▸ **Stored data entries**:
• • •
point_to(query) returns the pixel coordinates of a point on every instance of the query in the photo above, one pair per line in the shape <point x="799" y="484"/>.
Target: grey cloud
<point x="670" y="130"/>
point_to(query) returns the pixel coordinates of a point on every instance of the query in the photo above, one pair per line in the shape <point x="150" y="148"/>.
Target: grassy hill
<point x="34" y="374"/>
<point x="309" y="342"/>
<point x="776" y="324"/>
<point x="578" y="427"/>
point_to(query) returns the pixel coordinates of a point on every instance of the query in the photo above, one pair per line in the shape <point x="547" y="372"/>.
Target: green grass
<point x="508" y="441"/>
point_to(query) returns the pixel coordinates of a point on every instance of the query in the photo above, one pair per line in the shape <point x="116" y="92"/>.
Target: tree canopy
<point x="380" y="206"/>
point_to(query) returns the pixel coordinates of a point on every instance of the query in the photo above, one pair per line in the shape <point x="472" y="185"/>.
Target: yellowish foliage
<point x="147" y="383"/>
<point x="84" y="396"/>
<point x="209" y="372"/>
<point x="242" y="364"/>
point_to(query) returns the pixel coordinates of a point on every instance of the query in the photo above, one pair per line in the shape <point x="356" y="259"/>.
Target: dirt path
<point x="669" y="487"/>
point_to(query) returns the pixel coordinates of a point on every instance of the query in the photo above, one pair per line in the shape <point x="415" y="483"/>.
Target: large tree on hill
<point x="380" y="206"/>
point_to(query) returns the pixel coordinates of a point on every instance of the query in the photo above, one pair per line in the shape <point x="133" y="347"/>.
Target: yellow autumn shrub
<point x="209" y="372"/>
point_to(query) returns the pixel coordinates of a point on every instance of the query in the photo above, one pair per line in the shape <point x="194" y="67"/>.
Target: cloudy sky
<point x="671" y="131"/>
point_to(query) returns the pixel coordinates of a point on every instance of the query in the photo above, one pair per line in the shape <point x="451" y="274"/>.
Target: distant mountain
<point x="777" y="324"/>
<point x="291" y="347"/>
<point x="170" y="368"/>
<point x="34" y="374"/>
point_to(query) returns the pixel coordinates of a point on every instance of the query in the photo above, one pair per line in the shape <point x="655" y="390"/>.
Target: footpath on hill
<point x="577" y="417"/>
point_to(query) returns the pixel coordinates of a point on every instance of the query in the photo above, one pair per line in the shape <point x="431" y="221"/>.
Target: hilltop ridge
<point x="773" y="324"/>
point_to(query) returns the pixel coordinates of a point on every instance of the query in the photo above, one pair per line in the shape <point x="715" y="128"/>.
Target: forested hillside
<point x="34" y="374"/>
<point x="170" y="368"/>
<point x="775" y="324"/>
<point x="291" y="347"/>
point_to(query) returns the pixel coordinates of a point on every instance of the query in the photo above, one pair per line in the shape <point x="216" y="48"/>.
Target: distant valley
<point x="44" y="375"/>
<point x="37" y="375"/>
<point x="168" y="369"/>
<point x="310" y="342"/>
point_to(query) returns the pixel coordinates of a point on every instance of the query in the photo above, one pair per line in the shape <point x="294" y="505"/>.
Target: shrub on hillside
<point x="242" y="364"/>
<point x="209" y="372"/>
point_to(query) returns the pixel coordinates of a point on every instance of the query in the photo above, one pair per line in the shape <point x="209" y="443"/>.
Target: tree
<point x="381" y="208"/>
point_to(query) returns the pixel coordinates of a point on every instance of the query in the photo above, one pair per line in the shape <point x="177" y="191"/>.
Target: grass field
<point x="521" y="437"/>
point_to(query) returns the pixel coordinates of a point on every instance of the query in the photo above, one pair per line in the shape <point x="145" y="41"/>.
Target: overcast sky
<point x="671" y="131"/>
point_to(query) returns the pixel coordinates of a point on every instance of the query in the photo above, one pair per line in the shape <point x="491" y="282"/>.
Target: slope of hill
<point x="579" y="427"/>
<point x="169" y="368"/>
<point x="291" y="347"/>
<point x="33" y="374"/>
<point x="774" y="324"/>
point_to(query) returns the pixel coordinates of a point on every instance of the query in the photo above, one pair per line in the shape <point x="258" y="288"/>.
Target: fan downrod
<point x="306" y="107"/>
• • •
▸ **HOW TO COMPLETE THIS TASK**: In this exercise, the data above is to be printed exactly.

▸ **ANSWER TO THE PROBLEM**:
point_to(query) returns the pixel coordinates of a point on every instance of the query in the photo above, one pair per line in the shape <point x="799" y="484"/>.
Target: grey cloud
<point x="670" y="130"/>
point_to(query) returns the pixel coordinates of a point on every instance of the query in the photo above, one pair per line in the shape <point x="150" y="148"/>.
Target: grassy hill
<point x="34" y="374"/>
<point x="309" y="342"/>
<point x="776" y="324"/>
<point x="578" y="427"/>
point_to(query) returns the pixel coordinates of a point on every instance of the query in the photo above, one pair per line in the shape <point x="547" y="372"/>.
Target: green grass
<point x="508" y="441"/>
point_to(query) returns the pixel coordinates of a point on every instance of the query in the photo above, one pair per line in the shape <point x="116" y="92"/>.
Target: tree canopy
<point x="380" y="206"/>
point_to(query) returns the pixel coordinates of a point on every instance of the query in the photo above, one pair per line in the shape <point x="472" y="185"/>.
Target: yellowish foliage
<point x="147" y="383"/>
<point x="84" y="396"/>
<point x="209" y="372"/>
<point x="242" y="364"/>
point_to(query) returns the pixel coordinates of a point on every instance of the query in the photo above, one pair per line in the shape <point x="356" y="259"/>.
Target: dirt path
<point x="669" y="487"/>
point_to(query) returns the pixel coordinates of a point on every instance of the query in the photo above, one pair per line in the shape <point x="415" y="483"/>.
Target: large tree on hill
<point x="380" y="206"/>
point_to(query) returns the pixel coordinates of a point on every instance of the query in the photo above, one pair per line in the shape <point x="133" y="347"/>.
Target: yellow autumn shrub
<point x="209" y="372"/>
point_to(query) returns the pixel coordinates of a point on every instance of the query in the photo above, one pair per line in the shape <point x="194" y="67"/>.
Target: cloudy sky
<point x="671" y="131"/>
point_to(query) returns the pixel coordinates of a point on every instance of the query in the photo above, one pair per line in the shape <point x="451" y="274"/>.
Target: distant mountain
<point x="777" y="324"/>
<point x="291" y="347"/>
<point x="170" y="368"/>
<point x="34" y="374"/>
point_to(query) returns the pixel coordinates of a point on every instance of the query in the photo above, one pair per line in the shape <point x="655" y="390"/>.
Target: footpath on hill
<point x="577" y="417"/>
point_to(query) returns the pixel coordinates of a point on every instance of the query in the photo above, one pair per line in the shape <point x="431" y="221"/>.
Target: hilltop ridge
<point x="773" y="324"/>
point_to(query) returns the pixel coordinates of a point on every instance of the query in the photo above, one pair per line in the shape <point x="715" y="128"/>.
Target: forested hillside
<point x="34" y="374"/>
<point x="170" y="368"/>
<point x="775" y="324"/>
<point x="291" y="347"/>
point_to(query) returns the pixel coordinates of a point on every instance of the query in the photo above, one pair per line in the shape <point x="216" y="48"/>.
Target: distant valley
<point x="44" y="375"/>
<point x="37" y="375"/>
<point x="168" y="369"/>
<point x="310" y="342"/>
point_to(query) returns the pixel coordinates of a point on every instance of the query in the photo above, one pair per line in the shape <point x="294" y="505"/>.
Target: shrub on hillside
<point x="242" y="364"/>
<point x="209" y="372"/>
point_to(query) returns the pixel coordinates of a point on every instance of the query in the photo above, one pair per line in the shape <point x="209" y="443"/>.
Target: tree
<point x="381" y="208"/>
point_to(query) returns the pixel coordinates of a point on every instance of the query in the photo above, one pair per line in the shape <point x="177" y="191"/>.
Target: grass field
<point x="521" y="437"/>
point_to(query) returns the pixel coordinates of a point on every instance of the query in the photo above, one pair per line in the shape <point x="145" y="41"/>.
Target: overcast sky
<point x="671" y="131"/>
point_to(query) returns the pixel coordinates of a point on every instance of the query in the photo above, one pair per line in the shape <point x="491" y="282"/>.
Target: slope of hill
<point x="579" y="427"/>
<point x="169" y="368"/>
<point x="291" y="347"/>
<point x="33" y="374"/>
<point x="774" y="324"/>
point_to(query) returns the pixel coordinates of a point on every instance of the query in the photo above, one pair per line in the shape <point x="258" y="288"/>.
Target: fan downrod
<point x="306" y="107"/>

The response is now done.